» Brief
Edit the methods text on WGCNA and ATAC-seq below: write it out from "ATAC-seq analysis" up to and including "change > 2.", with "tag directories" changed to "sample directories".

» Study text
______

Weighted Correlation Network Analysis
Weighted Correlation Network Analysis (WGCNA) was performed using TPMs calculated using defined by HOMER’s analyzeRepeats.pl function. Samples’ tissue source (microglia or whole cortex), developmental age (fetal or postnatal) and gender were used as input traits. Soft threshold was set to 10 to reach 0.90 of scale free topology index when constructing the gene co-expression matrix. Minimum module size was set to 100 and maximum dissimilarity was set to 0.01 when merging modules. Module-trait correlations were computed using Pearson’s correlation, modules with correlation coefficients p>0.7 or p<-0.7 and p-value <0.05, for at least one trait, were considered as significant and subjected to functional annotation. Gender trait was not used in further analysis as no gene module is significantly correlated with gender. Next, we computed the Kleinberg’s hub centrality scores for genes in each significant module. We performed Gene Ontology (GO) enrichment analysis on genes in the significant modules for functional annotation. Bioconductor package topGO was used to identify significantly enriched GO terms associated with genes in each module, the p-value and q-value cutoffs were set to 0.01 and 0.05, respectively. The enriched GO terms were used to annotate each gene module.
ATAC-seq analysis
Peaks were called using HOMER’s findPeaks command with the following parameters: “-style factor -size 200 - minDist 200”. Peaks were merged with HOMER’s mergePeaks and annotated using HOMER’s annotatePeaks.pl using all tag directories. Subsequently, DESeq218 was used to identify the differentially chromatin accessible distal sites (3000bp away from known TSS) or proximal sites (<500bp away from known transcript) with p-adj < 0.05 and fold change > 2.

______

» Provided material
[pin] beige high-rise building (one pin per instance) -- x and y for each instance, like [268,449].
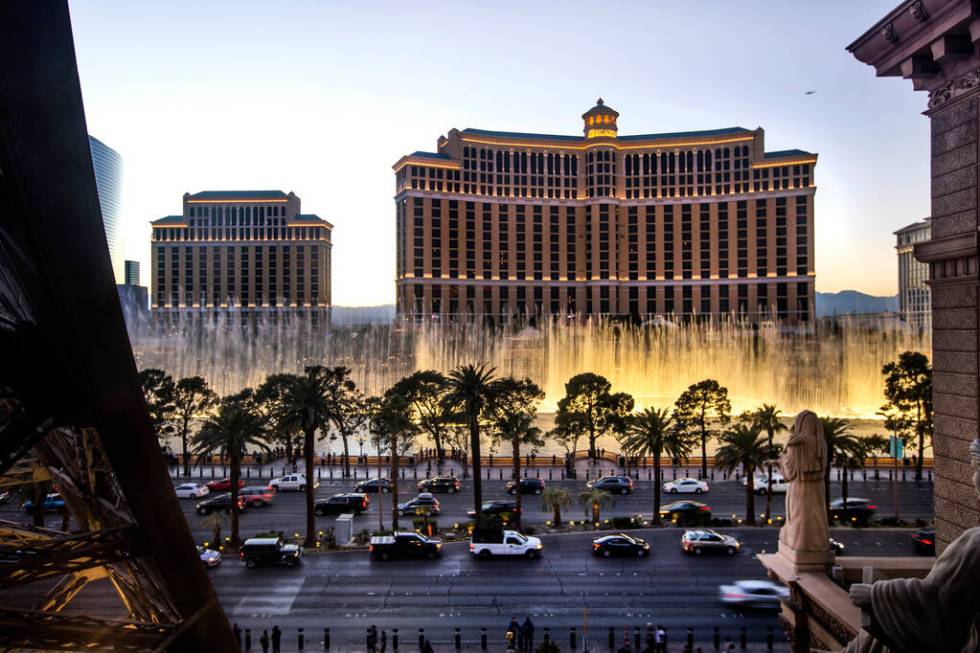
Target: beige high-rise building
[250,250]
[506,224]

______

» Solution for this exercise
ATAC-seq analysis
Peaks were called using HOMER’s findPeaks command with the following parameters: “-style factor -size 200 - minDist 200”. Peaks were merged with HOMER’s mergePeaks and annotated using HOMER’s annotatePeaks.pl using all sample directories. Subsequently, DESeq218 was used to identify the differentially chromatin accessible distal sites (3000bp away from known TSS) or proximal sites (<500bp away from known transcript) with p-adj < 0.05 and fold change > 2.